◆ TASK DETAILS ◆
Repeat every record exactly as written.

◆ EXTRACTED RECORDS ◆
Content starts

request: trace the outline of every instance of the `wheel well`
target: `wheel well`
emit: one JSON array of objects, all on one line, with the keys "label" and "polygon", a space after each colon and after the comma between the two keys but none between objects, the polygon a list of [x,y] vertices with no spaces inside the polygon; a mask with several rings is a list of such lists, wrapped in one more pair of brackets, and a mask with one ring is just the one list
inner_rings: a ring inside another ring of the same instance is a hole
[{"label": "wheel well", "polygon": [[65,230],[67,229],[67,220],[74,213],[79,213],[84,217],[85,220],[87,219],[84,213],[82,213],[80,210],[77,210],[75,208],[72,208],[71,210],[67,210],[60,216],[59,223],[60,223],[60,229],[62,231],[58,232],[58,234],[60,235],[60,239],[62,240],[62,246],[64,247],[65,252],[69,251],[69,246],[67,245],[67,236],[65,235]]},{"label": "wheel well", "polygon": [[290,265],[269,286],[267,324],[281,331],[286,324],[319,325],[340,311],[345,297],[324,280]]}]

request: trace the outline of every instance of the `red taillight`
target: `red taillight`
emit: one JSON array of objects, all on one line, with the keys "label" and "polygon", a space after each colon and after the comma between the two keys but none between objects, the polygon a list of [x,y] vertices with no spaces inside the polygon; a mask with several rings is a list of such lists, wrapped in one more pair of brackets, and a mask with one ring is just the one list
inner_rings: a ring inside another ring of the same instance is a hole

Content ends

◆ REPLY ◆
request: trace the outline of every instance of the `wheel well`
target: `wheel well`
emit: one JSON array of objects, all on one line, with the keys "label" and "polygon", a space after each colon and after the comma between the two keys but none between objects, the polygon a list of [x,y] vertices with no spaces inside the polygon; a mask with several rings is a list of such lists, wrapped in one more pair of brackets, and a mask with one ring is just the one list
inner_rings: a ring inside another ring of the same instance is a hole
[{"label": "wheel well", "polygon": [[65,230],[67,229],[67,220],[74,213],[79,213],[84,217],[85,220],[87,219],[84,213],[82,213],[80,210],[77,210],[75,208],[72,208],[71,210],[67,210],[60,216],[59,223],[60,223],[60,229],[62,231],[58,232],[58,234],[60,235],[60,239],[62,240],[62,246],[64,247],[65,252],[69,251],[69,246],[67,245],[67,236],[65,235]]},{"label": "wheel well", "polygon": [[290,265],[269,286],[267,324],[281,331],[286,324],[319,325],[340,311],[345,297],[324,280]]}]

request: trace the outline of every instance of the `red taillight`
target: `red taillight`
emit: one JSON array of objects, all on one line, with the keys "label" and "polygon", a space after each colon and after the comma between the two keys but none between objects, the polygon a list of [x,y] vertices with no spaces inside the polygon; a mask with several rings is a list of such lists, wrapped in one more pair of brackets, and a mask with one ring is just the one list
inner_rings: a ring inside another ring of the same instance is a hole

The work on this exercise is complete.